=== Text to read ===
Written by 9:56 pm Arts, Reviews

Five Flavors of Dumb: Antony John’s book is a welcome reminder of the joys of young adult fiction

I have no time for reading. That’s what I tell myself, anyway. If I pick up a book to read purely for pleasure, the annoyingly studious part of me nags that I should grab Great Expectations or L’Inferno for my classes instead. (Where is that voice when I’m watching Law and Order: SVU at 2:00 in the morning?) I’m all for the wonders of Dickens and Dante, but their brilliance can be mentally taxing in excess.

The opportunity to read and review Antony John’s Five Flavors of Dumb in preparation for his Literatures in English Department-sponsored visit Monday (2/21) was therefore too fabulous to pass up – I could indulge in young adult fiction and trick my inner scholar that it was for journalism’s sake.

Five Flavors of Dumb follows a motley teenage garage band turned small-time Seattle sensation under the guidance of an unlikely manager, severely deaf chess whizz Piper Vaughn. It was initially jarring to settle back into the rather ridiculous world of high school when I so happily vacated it just last spring; this version of it is familiarly strewn with egotistical guitarists, “supermodel wannabes” and a bothersome little brother, but it is spiced with the perspective of sarcastic, college-bound Piper, who half-hears the world through (uncool) Barbie-pink hearing aids.

=== Stated task ===
In the book review, what color are Piper Vaughn's hearing aids?

=== Stored rows ===

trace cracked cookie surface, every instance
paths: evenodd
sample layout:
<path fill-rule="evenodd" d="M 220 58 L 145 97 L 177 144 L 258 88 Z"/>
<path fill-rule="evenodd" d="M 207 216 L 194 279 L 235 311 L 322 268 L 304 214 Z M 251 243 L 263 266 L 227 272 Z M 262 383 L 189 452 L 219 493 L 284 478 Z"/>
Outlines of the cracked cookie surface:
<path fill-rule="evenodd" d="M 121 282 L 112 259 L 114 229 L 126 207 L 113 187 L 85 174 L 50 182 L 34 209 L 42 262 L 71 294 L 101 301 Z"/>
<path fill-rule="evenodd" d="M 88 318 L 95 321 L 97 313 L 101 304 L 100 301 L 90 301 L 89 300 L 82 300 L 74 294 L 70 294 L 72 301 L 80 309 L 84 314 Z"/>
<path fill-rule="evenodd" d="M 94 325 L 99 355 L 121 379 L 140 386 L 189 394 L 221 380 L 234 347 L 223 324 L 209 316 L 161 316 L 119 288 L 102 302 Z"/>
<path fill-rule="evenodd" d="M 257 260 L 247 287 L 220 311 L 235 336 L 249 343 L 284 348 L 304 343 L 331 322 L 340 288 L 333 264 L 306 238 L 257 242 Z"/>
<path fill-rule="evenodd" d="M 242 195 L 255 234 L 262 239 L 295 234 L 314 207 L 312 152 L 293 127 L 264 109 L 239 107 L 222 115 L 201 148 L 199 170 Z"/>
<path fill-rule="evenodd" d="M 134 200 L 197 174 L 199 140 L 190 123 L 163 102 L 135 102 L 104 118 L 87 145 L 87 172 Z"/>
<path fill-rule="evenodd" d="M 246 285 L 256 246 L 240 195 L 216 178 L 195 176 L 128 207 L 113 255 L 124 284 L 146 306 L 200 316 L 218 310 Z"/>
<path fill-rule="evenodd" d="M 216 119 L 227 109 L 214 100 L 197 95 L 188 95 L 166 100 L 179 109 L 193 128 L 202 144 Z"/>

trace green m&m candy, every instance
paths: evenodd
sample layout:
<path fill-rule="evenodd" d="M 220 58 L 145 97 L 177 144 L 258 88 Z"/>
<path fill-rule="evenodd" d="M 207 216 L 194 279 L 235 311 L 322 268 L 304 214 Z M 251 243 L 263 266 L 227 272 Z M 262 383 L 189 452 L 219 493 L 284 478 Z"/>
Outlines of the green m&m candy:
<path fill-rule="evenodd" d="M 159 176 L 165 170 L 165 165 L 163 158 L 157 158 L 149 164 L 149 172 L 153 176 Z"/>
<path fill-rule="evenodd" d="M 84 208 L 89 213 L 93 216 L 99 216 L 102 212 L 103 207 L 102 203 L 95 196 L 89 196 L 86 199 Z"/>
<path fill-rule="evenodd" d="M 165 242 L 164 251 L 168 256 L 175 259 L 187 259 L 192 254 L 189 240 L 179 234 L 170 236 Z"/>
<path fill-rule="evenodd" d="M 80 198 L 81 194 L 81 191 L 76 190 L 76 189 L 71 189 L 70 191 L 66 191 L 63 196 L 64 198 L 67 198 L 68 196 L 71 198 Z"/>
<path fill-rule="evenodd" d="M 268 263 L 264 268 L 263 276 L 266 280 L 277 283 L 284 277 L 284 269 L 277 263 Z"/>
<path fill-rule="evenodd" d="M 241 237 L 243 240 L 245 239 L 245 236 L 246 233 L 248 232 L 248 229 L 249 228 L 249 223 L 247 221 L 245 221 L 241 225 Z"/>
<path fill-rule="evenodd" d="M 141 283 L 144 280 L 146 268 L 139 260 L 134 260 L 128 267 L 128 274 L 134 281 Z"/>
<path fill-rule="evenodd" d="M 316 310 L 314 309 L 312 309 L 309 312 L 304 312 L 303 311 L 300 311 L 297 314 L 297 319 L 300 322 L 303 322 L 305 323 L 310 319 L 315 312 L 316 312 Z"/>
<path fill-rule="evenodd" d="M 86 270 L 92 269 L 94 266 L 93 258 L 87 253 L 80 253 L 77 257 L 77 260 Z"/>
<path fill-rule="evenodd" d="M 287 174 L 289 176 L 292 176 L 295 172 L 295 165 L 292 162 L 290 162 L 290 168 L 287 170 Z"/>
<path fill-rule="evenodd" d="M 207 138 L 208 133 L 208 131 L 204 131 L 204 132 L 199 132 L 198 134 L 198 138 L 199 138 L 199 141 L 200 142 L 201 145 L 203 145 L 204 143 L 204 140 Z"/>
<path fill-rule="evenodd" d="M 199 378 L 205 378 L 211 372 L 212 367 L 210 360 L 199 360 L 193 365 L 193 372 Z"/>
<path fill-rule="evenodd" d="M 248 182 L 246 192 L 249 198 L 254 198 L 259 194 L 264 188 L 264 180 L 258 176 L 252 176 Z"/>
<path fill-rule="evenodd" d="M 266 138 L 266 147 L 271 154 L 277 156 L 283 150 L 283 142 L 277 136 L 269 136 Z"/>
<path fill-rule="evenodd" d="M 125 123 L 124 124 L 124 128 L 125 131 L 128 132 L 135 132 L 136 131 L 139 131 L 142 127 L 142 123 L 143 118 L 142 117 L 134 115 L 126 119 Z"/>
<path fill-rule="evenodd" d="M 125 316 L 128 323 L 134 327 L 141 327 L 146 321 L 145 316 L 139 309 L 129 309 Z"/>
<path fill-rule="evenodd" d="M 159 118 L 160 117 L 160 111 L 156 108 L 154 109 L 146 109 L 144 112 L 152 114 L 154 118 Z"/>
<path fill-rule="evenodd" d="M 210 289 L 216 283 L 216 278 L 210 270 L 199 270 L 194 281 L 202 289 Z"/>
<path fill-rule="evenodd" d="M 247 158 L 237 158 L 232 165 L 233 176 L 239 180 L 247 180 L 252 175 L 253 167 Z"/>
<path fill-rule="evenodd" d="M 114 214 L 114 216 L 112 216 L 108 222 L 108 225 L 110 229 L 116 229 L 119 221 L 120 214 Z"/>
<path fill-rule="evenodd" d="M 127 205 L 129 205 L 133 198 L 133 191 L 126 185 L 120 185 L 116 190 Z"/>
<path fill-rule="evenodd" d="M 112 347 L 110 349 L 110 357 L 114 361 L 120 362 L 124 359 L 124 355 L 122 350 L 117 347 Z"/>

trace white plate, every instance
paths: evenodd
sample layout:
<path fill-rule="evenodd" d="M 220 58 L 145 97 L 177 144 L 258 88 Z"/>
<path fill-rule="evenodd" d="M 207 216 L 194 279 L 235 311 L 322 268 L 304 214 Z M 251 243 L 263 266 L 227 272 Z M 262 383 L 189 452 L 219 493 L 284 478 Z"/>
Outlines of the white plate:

...

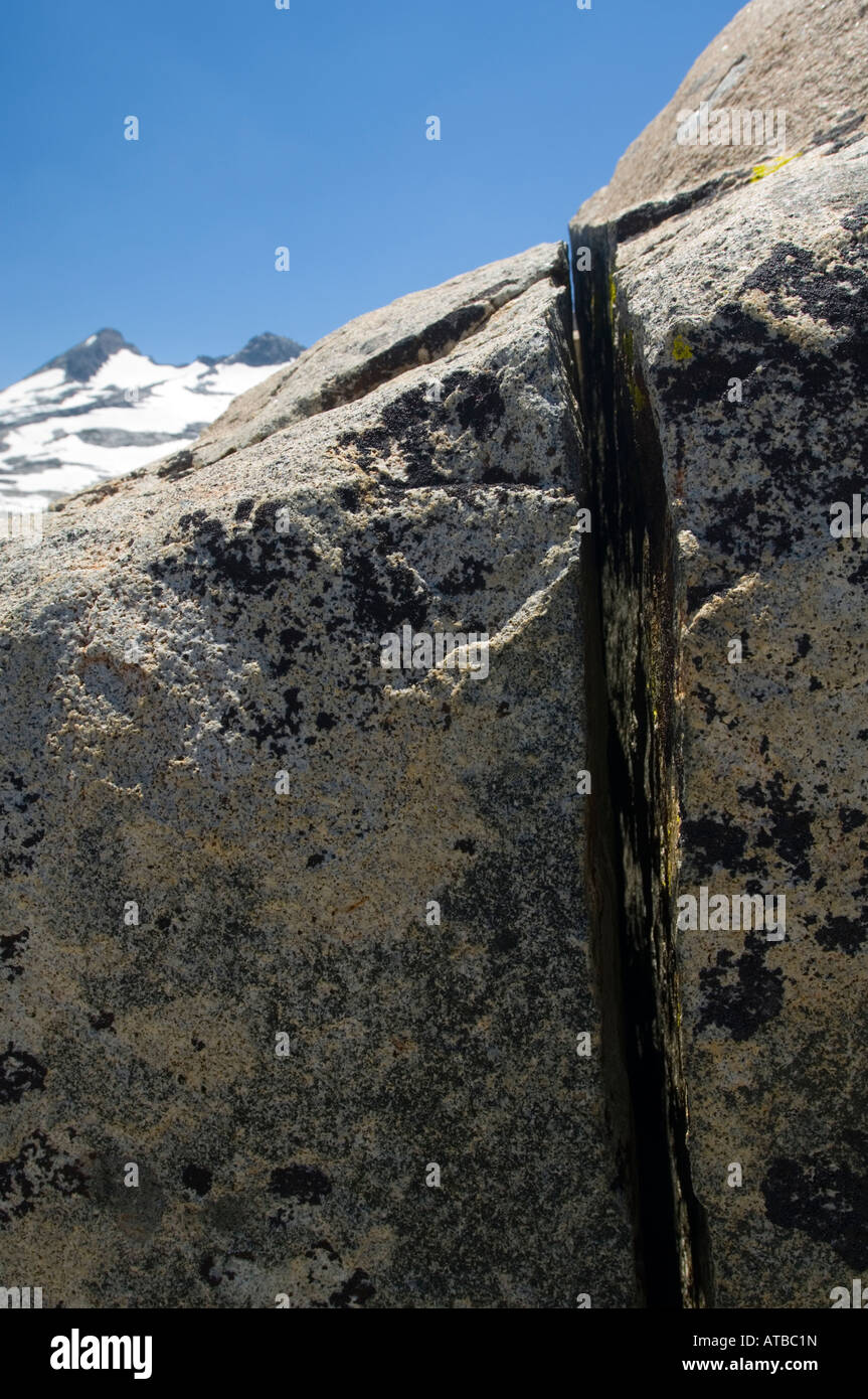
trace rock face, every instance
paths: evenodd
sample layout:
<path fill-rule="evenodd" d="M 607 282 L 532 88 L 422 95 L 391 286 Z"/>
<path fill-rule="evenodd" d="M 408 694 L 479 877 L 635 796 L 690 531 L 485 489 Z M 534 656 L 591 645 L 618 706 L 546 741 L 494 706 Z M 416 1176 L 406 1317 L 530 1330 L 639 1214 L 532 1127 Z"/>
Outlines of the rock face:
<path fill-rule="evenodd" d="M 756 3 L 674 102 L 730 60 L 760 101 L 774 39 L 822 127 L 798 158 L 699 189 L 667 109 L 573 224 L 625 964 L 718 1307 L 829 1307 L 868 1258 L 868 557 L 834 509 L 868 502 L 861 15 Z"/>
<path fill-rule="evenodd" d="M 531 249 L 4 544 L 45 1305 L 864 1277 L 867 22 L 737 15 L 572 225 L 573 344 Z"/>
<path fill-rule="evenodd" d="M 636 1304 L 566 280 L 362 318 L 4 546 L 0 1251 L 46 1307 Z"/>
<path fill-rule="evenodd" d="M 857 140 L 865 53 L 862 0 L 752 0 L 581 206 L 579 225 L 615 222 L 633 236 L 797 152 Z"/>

=== Response ===
Barbie-pink